→ Auszug
_ _ _ _ _
# Anwendungen von DC und BLDC Motoren



## B.J.Simpson (23 Februar 2011)

Hallo zusammen,

ich beschäftige mich im Rahmen meiner Abschlussarbeit mit der Regelung und Identifikation von Gleichstrommotoren (DC und BLDC). Nach Vorgabe soll ich die entwickelten Algorithmen anhand von praktisch relevanten Beispielen untersuchen und bewerten.

Da ich neu in der Automatisierungstechnik bin, kann ich leider nicht abschätzen für welche Einsatzzwecke DC-Motoren in Frage kommen. Deshalb wollte ich hier mal die Fragen stellen, was es so für Einsatzzwecke für bürstenbehaftete und für bürstenlose Gleichstrommotoren gibt. Eventuell kann mir ja jemand ein paar Erfahrungsberichte geben.

Es soll praktisch eine dezentrale Servoachse für DC-Motoren rauskommen, die über Profibus oder Ethernet von einer beliebigen (Soft)SPS angesprochenwerden kann. Mich würden hierbei Anwendungen interesieren, die vom low-cost Bereich bis zu hochdynamischen Antreibsregelungen gehen.
_ _ _ _ _
→ Aufgabe A
Beantworte zum Forumsbeitrag:
(i) Womit befasst sich die Abschlussarbeit, von der im Forumsbeitrag die Rede ist?
(ii) Über welche Verbindungen soll die dezentrale Servoachse angesprochen werden können?
(iii) An welchem Datum wurde der Forumsbeitrag verfasst?
→ Aufgabe B
Benenne in den Datensätzen „quarter window“ in „rear side window“ um, und zwar nur in den Zeilen zwischen der Zeile mit „Objective — for every instance of the quarter“ und der mit „Target: quarter window“, beide eingeschlossen. Gib ausschließlich diese Zeilen wieder, sonst unverändert.

Datensätze
_ _ _ _ _
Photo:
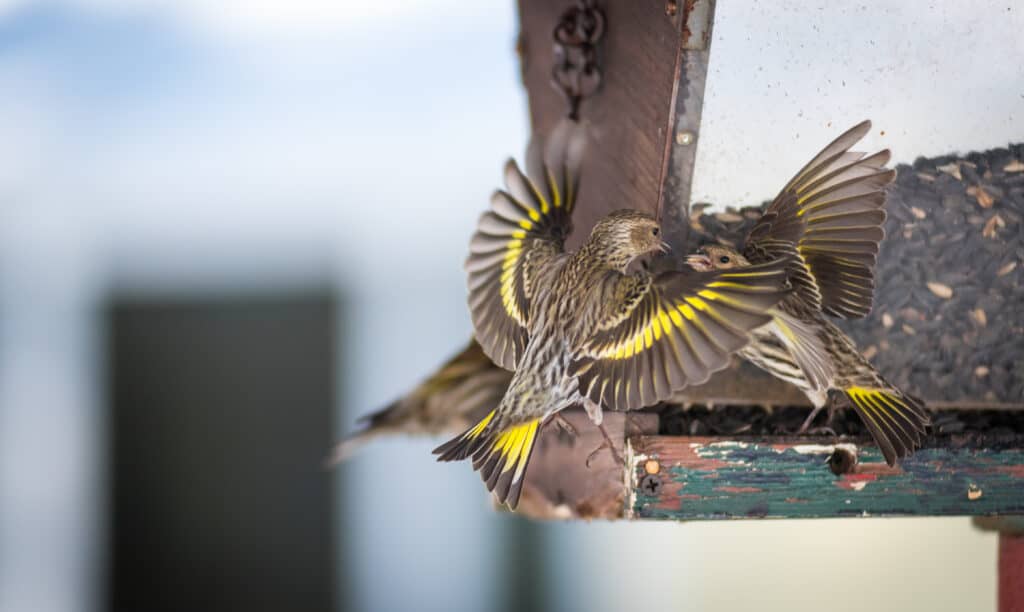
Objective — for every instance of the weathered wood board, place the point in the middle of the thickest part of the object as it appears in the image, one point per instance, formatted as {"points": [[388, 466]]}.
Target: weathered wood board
{"points": [[686, 478], [631, 117]]}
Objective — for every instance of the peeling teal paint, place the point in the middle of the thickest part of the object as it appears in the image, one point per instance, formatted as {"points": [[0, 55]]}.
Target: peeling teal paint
{"points": [[729, 480]]}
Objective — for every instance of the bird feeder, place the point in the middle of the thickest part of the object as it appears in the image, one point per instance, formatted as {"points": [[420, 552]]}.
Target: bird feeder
{"points": [[947, 322]]}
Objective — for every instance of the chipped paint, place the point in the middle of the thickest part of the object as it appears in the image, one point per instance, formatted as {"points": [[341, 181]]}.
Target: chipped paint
{"points": [[707, 478]]}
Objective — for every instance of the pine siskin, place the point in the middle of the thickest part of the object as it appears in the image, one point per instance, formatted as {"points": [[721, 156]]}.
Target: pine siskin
{"points": [[577, 326], [827, 221], [459, 394]]}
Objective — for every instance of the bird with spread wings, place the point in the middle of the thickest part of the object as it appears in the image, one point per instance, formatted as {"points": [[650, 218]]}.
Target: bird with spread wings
{"points": [[581, 328]]}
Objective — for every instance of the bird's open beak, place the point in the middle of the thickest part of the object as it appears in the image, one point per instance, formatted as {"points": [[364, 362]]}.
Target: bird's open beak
{"points": [[698, 262]]}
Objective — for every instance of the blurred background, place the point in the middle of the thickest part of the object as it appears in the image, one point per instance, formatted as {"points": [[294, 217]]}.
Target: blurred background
{"points": [[228, 229]]}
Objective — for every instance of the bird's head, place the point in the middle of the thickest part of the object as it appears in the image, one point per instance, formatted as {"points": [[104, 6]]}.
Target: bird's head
{"points": [[716, 257], [626, 234]]}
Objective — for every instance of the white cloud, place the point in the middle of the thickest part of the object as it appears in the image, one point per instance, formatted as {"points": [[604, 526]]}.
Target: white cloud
{"points": [[247, 18]]}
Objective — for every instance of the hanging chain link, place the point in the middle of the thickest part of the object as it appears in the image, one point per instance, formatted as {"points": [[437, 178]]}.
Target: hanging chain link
{"points": [[577, 73]]}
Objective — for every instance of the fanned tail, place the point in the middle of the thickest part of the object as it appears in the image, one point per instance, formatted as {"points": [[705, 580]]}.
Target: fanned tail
{"points": [[500, 455], [897, 422]]}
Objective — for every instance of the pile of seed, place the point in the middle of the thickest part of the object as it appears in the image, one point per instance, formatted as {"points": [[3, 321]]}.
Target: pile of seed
{"points": [[758, 421], [948, 316]]}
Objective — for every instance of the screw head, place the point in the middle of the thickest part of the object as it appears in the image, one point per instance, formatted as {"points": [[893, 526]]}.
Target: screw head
{"points": [[685, 138], [650, 484]]}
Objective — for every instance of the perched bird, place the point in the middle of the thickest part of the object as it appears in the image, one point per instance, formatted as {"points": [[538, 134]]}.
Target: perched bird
{"points": [[459, 394], [578, 326], [826, 222]]}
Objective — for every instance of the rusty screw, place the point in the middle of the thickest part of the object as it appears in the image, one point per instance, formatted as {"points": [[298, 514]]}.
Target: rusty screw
{"points": [[650, 484]]}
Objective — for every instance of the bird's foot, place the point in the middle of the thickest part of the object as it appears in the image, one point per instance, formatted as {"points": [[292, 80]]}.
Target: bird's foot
{"points": [[607, 443], [810, 419], [566, 431]]}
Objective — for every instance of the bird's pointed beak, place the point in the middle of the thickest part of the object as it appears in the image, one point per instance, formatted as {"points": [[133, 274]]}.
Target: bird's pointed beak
{"points": [[698, 262]]}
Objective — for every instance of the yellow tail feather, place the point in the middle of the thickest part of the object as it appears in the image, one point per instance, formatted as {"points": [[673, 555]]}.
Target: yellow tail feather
{"points": [[500, 456], [897, 423]]}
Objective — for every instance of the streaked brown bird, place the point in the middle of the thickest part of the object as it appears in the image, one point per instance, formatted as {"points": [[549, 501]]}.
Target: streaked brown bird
{"points": [[459, 394], [578, 326], [827, 223]]}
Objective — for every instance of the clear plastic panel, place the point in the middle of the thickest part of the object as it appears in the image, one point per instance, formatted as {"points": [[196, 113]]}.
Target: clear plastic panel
{"points": [[787, 77]]}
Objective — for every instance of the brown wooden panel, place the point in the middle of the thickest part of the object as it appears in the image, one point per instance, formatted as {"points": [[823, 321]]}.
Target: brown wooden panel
{"points": [[630, 115]]}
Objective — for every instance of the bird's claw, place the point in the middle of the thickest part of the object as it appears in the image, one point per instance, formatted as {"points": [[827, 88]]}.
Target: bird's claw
{"points": [[607, 443], [566, 431]]}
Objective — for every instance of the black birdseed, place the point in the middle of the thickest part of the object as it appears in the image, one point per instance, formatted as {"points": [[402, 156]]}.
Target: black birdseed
{"points": [[944, 235]]}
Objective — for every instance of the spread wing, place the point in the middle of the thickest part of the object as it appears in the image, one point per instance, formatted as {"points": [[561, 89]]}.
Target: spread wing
{"points": [[520, 239], [659, 334], [829, 219]]}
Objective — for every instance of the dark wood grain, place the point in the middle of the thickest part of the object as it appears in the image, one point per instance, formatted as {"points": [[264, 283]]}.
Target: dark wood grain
{"points": [[629, 116], [560, 484], [721, 478]]}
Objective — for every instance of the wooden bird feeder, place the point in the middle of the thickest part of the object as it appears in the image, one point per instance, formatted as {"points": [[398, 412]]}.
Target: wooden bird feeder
{"points": [[960, 350]]}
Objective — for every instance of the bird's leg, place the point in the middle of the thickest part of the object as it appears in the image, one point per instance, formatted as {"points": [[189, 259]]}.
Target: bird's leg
{"points": [[595, 413], [566, 430], [832, 402], [810, 419]]}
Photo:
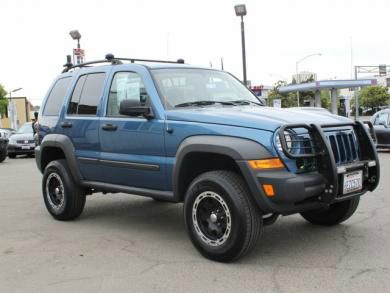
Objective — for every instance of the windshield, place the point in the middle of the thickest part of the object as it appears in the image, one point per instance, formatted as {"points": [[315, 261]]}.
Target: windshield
{"points": [[26, 128], [201, 87]]}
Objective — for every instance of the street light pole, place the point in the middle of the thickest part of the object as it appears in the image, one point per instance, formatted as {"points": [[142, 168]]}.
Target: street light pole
{"points": [[298, 81], [12, 109], [241, 11], [243, 50]]}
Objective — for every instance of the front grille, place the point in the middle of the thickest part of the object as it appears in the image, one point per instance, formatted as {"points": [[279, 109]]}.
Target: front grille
{"points": [[344, 147], [24, 141]]}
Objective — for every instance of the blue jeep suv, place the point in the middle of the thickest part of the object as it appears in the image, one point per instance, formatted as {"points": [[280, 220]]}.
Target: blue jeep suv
{"points": [[180, 133]]}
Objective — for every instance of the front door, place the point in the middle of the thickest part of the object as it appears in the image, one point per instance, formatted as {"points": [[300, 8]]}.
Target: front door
{"points": [[132, 148]]}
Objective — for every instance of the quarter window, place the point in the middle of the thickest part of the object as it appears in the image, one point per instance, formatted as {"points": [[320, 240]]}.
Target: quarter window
{"points": [[125, 86], [56, 97], [87, 94]]}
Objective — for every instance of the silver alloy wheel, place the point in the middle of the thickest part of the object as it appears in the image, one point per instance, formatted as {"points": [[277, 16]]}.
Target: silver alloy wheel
{"points": [[55, 191], [211, 218]]}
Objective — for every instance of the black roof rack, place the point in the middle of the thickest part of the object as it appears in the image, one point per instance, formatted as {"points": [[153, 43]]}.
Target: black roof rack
{"points": [[109, 58]]}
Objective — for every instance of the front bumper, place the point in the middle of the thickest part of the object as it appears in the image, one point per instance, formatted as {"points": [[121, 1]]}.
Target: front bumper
{"points": [[298, 192]]}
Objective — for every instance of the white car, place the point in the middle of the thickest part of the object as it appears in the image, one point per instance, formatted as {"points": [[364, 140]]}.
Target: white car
{"points": [[6, 132]]}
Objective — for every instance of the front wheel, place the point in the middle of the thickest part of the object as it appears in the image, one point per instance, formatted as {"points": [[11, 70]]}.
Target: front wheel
{"points": [[334, 214], [221, 218], [64, 199]]}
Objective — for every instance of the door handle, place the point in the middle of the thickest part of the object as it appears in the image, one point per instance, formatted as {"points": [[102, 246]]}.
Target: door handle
{"points": [[109, 127], [66, 124]]}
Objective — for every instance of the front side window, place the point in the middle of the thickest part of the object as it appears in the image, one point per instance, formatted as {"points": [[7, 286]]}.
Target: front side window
{"points": [[187, 87], [56, 97], [381, 119], [125, 86], [86, 95]]}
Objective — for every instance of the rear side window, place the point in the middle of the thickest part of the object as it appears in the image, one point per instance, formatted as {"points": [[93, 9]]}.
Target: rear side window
{"points": [[56, 97], [87, 94]]}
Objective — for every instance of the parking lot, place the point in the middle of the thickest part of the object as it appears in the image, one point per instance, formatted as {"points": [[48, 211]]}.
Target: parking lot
{"points": [[124, 243]]}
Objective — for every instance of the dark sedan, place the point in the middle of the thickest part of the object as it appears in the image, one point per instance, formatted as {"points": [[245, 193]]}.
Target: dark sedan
{"points": [[381, 122]]}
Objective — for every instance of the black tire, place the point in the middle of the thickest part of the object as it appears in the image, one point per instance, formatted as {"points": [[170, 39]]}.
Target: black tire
{"points": [[227, 200], [64, 199], [335, 214]]}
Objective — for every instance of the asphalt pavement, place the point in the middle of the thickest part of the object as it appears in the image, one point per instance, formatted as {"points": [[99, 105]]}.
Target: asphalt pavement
{"points": [[124, 243]]}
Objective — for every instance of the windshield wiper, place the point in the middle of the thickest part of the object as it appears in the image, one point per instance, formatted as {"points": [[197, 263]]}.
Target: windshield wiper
{"points": [[245, 102], [203, 103]]}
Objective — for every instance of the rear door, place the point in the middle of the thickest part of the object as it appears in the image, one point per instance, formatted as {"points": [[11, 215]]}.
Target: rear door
{"points": [[132, 148], [81, 122]]}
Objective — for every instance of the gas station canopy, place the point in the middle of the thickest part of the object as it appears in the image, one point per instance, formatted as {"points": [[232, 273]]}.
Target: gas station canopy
{"points": [[332, 85], [327, 85]]}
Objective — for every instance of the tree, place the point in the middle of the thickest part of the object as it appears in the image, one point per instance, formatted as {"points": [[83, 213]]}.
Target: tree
{"points": [[3, 101], [374, 96]]}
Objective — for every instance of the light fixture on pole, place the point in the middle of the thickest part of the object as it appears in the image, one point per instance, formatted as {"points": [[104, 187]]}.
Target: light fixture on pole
{"points": [[297, 72], [241, 11], [78, 54]]}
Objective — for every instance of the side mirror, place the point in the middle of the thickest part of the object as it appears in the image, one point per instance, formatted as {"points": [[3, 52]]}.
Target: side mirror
{"points": [[135, 108]]}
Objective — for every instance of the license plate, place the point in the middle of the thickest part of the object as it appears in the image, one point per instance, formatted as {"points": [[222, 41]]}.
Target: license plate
{"points": [[353, 182]]}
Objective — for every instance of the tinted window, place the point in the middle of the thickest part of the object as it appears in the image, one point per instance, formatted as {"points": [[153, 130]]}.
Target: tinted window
{"points": [[56, 97], [381, 119], [74, 102], [125, 86], [86, 95]]}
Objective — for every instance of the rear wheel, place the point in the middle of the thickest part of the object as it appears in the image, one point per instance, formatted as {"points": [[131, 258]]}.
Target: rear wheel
{"points": [[222, 221], [64, 199], [334, 214]]}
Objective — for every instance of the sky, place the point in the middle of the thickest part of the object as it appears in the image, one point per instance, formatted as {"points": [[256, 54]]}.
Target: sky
{"points": [[35, 36]]}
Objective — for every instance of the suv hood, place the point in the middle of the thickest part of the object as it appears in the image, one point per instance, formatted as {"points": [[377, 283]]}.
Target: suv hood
{"points": [[21, 136], [266, 118]]}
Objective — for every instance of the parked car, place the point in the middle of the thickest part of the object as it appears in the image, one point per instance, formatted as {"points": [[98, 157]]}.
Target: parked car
{"points": [[6, 132], [3, 148], [381, 122], [181, 133], [22, 142]]}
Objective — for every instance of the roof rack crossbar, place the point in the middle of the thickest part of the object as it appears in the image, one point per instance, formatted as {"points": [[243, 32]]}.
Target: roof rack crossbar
{"points": [[113, 60]]}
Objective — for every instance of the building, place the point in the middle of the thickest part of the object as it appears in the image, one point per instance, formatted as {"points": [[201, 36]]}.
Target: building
{"points": [[23, 109]]}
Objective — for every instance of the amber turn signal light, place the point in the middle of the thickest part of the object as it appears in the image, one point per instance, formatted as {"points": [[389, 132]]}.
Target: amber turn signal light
{"points": [[269, 190], [274, 163]]}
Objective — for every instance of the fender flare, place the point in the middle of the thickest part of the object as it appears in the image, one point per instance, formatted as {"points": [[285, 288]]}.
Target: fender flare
{"points": [[239, 149], [65, 144]]}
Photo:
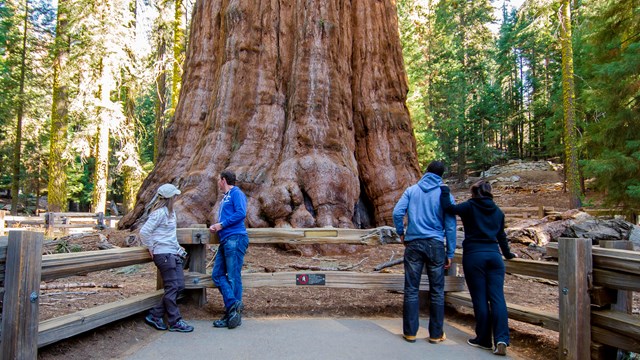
_ _ _ _ _
→ Antwort A
(i) Mit der Regelung und Identifikation von Gleichstrommotoren (DC und BLDC).
(ii) Über Profibus oder Ethernet.
(iii) Am 23. Februar 2011.

→ Antwort B
Objective — for every instance of the rear side window, place the point in the middle of the thickest part of the object as it appears in the image, one point per instance, formatted as {"points": [[320, 240]]}.
Target: rear side window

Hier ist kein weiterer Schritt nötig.